(PASSAGE TO READ):
══════

Tort cases aren’t just about the wrongdoer performing a harmful act, they can also deal with a failure to act. One of the most important claims under tort law is that of negligence : where a person fails to exercise the duty of care required of them by law.
The CST overbridge collapse is a good example of this. Nobody specifically went and broke the bridge or damaged it, but that doesn’t mean nobody is responsible for what happened. Roads, overbridges and other similar infrastructure have to be maintained by government authorities, who have to make sure there are no safety risks. If they fail to perform this duty properly, for instance by not conducting proper safety checks, they have been negligent, and should pay damages to the victims and their families.
But does Indian law allow us to sue government authorities? Can municipal corporations (who are considered part of the government) be held liable for negligence? And how is compensation supposed to be determined in cases like this? These are crucial questions for a country like India where the government runs and maintains important services, and people rely on the government to ensure their safety.
You would think the answers to these questions should be straightforward, but unfortunately that’s not the case. The absence of a specific statute on tortious liability of the State means that the legal position on these issues comes from common law: ie, decisions of the courts.
The root of this problem, as with so many others, lies in India’s colonial past. English common law, which was applicable to tortious claims in India, used to include the concept of “sovereign immunity”: that the government, as representative of the Crown, could not be held liable for actions of its agents because the Crown could do no wrong.
Over the years, this position was thankfully diluted, and in 1869, the Bombay High Court delivered a judgment in the P&O Steam Navigation case, where it held that the government could be held liable for tortious acts (in that case, negligence) of public servants in situations where an ordinary employer would have been made liable. However, the court differentiated between sovereign and non-sovereign functions; tortious liability of the state could only arise in relation to non-sovereign functions.
This decision and the distinction it made remained important even after Independence because the Constitution failed to expressly deal with the question of the state’s tortious liability. Article 300 of the Constitution does recognise that the Central and State governments can be sued, but it qualifies this to say that they can be sued in the same way as their pre-Constitution equivalents.
This left the legal position in a bit of limbo since there were judgments by other high courts across the country that didn’t recognise the Bombay High Court’s sovereign-non-sovereign function test. So who had got it right? Could the state be held liable for wrongdoing by government employees performing so-called sovereign functions, like wrongful confinement by the police? In what cases should the government not be held liable?
That a law was needed urgently on this was reflected by the fact that it was the very first issue looked into by the Law Commission of India. Its first report in 1956 was on ‘Liability of the State in Tort’, in which it recognised that there was uncertainty over the law.

══════

(DATASET CONTENT):
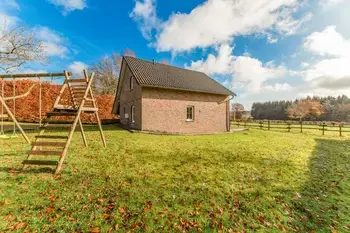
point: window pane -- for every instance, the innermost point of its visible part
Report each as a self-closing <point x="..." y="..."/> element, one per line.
<point x="190" y="112"/>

══════

(PROBLEM SET):
**a.** What is the Spanish for "Nobody specifically went and broke the bridge or damaged it, but that doesn’t mean nobody is responsible for what happened." from the passage on the state's liability in tort?
**b.** According to the passage on the state's liability in tort, why did the Bombay High Court's P&O Steam Navigation decision stay important after Independence? Answer in one to three sentences.
**c.** What comes next in the passage on the state's liability in tort? Write the text that follows its final sentence.

(ANSWERS TO THE TASKS):
**a.** Nadie fue específicamente a romper el puente ni lo dañó, pero eso no significa que nadie sea responsable de lo que ocurrió.

**b.** It stayed important because the Constitution did not expressly address the state's tortious liability. Article 300 only allows the Central and State governments to be sued in the same way as their pre-Constitution equivalents, so the earlier court-made rules still applied.

**c.**
Unfortunately, the Law Commission’s recommendations weren’t implemented, and even when they were introduced as Bills in 1967 and 1969, they were allowed to lapse.
Meanwhile, the Supreme Court passed a judgment in 1965 which approved of the sovereign versus non-sovereign function distinction. Cue further confusion, as courts either adopted the standard, or bypassed the issue in inventive ways.
Over the years, the Supreme Court, realising that state immunity for so-called sovereign functions was being misused by governments and public servants, created a new concept of ‘constitutional torts’. Basically, if a person filed a writ petition alleging violation of a fundamental right by the government, not only would the court order the appropriate relief (like habeas corpus in cases of wrongful detention) but also award the petitioner compensation.
As a result, Justice YV Chandrachud was willing to give compensation to a petitioner in 1983 who’d been kept in jail for 14 years after being acquitted. But former CJI Dipak Misra refused to hear a request for compensation for wrongful arrest by men eventually acquitted by the Supreme Court for alleged involvement in the Akshardham terror attack.
More recent decisions of the Supreme Court have tried to cut through the clutter by allowing the state to be held liable for tortious acts – some by rejecting the sovereign function distinction, some by ignoring it. But the legacy of the old judgments has meant that the government authorities have argued against being held responsible using old decisions on sovereign immunity, leading to delays in cases which are almost as bad for the victims and their families, even when they ultimately win.
Let’s return to the CST overbridge collapse to understand the contours of the law required.
First, there needs to be clarity over who is responsible for an incident like this. Should it be the BMC or the Railways, or should the Maharashtra Government be held responsible instead? The victims and their families shouldn’t have to fight with different authorities for years before they have a chance to get justice. There need to be guidelines on who should be held responsible and there should only be a limited scope for arguments between different entities on this.
Second, it needs to be clear that the state is liable for torts regardless of the sovereign function distinction. As long as a government employee or agent commits wrongdoing while acting within the scope of employment, the government should be liable. If the government has hired an independent contractor, they can be held vicariously liable like a private person.
Third, the law needs to clearly set out certain exceptions from state liability, after reviewing best practices from external jurisdictions. The Law Commission’s own recommendations, despite being drafted in 1956, are quite good, and are similar to the exceptions in the UK.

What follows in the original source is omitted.